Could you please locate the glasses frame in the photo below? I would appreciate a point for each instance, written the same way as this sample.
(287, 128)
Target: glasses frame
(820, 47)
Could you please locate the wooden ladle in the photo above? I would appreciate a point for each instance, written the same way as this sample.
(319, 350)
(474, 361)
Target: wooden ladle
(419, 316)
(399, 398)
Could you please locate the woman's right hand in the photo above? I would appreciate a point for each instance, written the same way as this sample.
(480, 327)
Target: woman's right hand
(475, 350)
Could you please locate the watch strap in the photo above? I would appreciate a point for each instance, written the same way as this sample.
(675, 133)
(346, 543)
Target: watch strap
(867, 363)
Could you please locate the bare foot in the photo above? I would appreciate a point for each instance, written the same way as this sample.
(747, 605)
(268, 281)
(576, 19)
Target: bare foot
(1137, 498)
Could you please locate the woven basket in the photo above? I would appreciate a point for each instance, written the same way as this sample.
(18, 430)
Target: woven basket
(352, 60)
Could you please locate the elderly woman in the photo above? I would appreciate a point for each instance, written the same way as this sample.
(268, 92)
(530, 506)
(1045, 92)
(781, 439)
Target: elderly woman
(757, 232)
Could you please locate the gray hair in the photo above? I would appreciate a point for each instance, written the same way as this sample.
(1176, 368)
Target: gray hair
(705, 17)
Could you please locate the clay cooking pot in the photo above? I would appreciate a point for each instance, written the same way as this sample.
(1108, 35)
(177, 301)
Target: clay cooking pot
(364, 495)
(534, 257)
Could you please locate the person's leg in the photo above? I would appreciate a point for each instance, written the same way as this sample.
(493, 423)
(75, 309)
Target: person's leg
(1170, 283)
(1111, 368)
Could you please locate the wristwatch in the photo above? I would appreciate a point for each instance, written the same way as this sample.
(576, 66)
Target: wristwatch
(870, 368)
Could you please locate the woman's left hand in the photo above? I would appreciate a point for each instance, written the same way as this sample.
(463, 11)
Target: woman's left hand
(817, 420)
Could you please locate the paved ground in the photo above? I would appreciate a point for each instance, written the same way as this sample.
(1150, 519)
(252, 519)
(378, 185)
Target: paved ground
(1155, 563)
+===+
TREŚĆ POLECENIA: Umieść wszystkie linie powyższych rekordów w tabeli Markdown z kolumnami „Nr” i „Tekst”, wpisując w każdym wierszu kolejny numer oraz treść linii. Puste linie należy pominąć.

TREŚĆ ODPOWIEDZI:
| Nr | Tekst |
|---|---|
| 1 | Could you please locate the glasses frame in the photo below? I would appreciate a point for each instance, written the same way as this sample. |
| 2 | (287, 128) |
| 3 | Target: glasses frame |
| 4 | (820, 47) |
| 5 | Could you please locate the wooden ladle in the photo above? I would appreciate a point for each instance, written the same way as this sample. |
| 6 | (319, 350) |
| 7 | (474, 361) |
| 8 | Target: wooden ladle |
| 9 | (419, 316) |
| 10 | (399, 398) |
| 11 | Could you please locate the woman's right hand in the photo above? I would appreciate a point for each instance, written the same way as this sample. |
| 12 | (480, 327) |
| 13 | Target: woman's right hand |
| 14 | (475, 350) |
| 15 | Could you please locate the watch strap in the photo above? I would appreciate a point for each instance, written the same way as this sample. |
| 16 | (675, 133) |
| 17 | (346, 543) |
| 18 | Target: watch strap |
| 19 | (867, 363) |
| 20 | Could you please locate the bare foot in the photo above? I would appreciate a point for each instance, written the same way as this sample. |
| 21 | (747, 605) |
| 22 | (268, 281) |
| 23 | (576, 19) |
| 24 | Target: bare foot |
| 25 | (1137, 498) |
| 26 | Could you please locate the woven basket in the photo above? I would appreciate a point for each instance, written the same way as this sample. |
| 27 | (18, 430) |
| 28 | Target: woven basket |
| 29 | (352, 60) |
| 30 | Could you please locate the elderly woman in the photo above? I would appreciate a point for each instance, written the same way as this sample. |
| 31 | (268, 92) |
| 32 | (530, 506) |
| 33 | (1045, 92) |
| 34 | (781, 439) |
| 35 | Target: elderly woman |
| 36 | (757, 232) |
| 37 | Could you please locate the gray hair in the photo above? I would appreciate a point for each instance, written the same way as this sample. |
| 38 | (1176, 368) |
| 39 | Target: gray hair |
| 40 | (705, 17) |
| 41 | Could you please locate the clay cooking pot in the photo above? I would appreciate a point for each instance, written the same way as this sample. |
| 42 | (1108, 35) |
| 43 | (177, 301) |
| 44 | Target: clay cooking pot |
| 45 | (364, 495) |
| 46 | (534, 257) |
| 47 | Could you please locate the person's leg in the photo above? I would appreciate a point for each instance, written the same way as this sample. |
| 48 | (493, 423) |
| 49 | (75, 309) |
| 50 | Target: person's leg |
| 51 | (1170, 283) |
| 52 | (1111, 368) |
| 53 | Could you please locate the wristwatch in the photo above? I would appreciate a point for each instance, written the same way as this sample. |
| 54 | (576, 66) |
| 55 | Target: wristwatch |
| 56 | (870, 368) |
| 57 | Could you please locate the woman's left hand in the photo above? I would appreciate a point for each instance, written the same way as this sample. |
| 58 | (463, 11) |
| 59 | Target: woman's left hand |
| 60 | (817, 420) |
| 61 | Could you please locate the paved ground in the photo above? I would appreciate a point for each instance, written the same way as this sample. |
| 62 | (1150, 519) |
| 63 | (252, 519) |
| 64 | (378, 185) |
| 65 | Target: paved ground |
| 66 | (1155, 563) |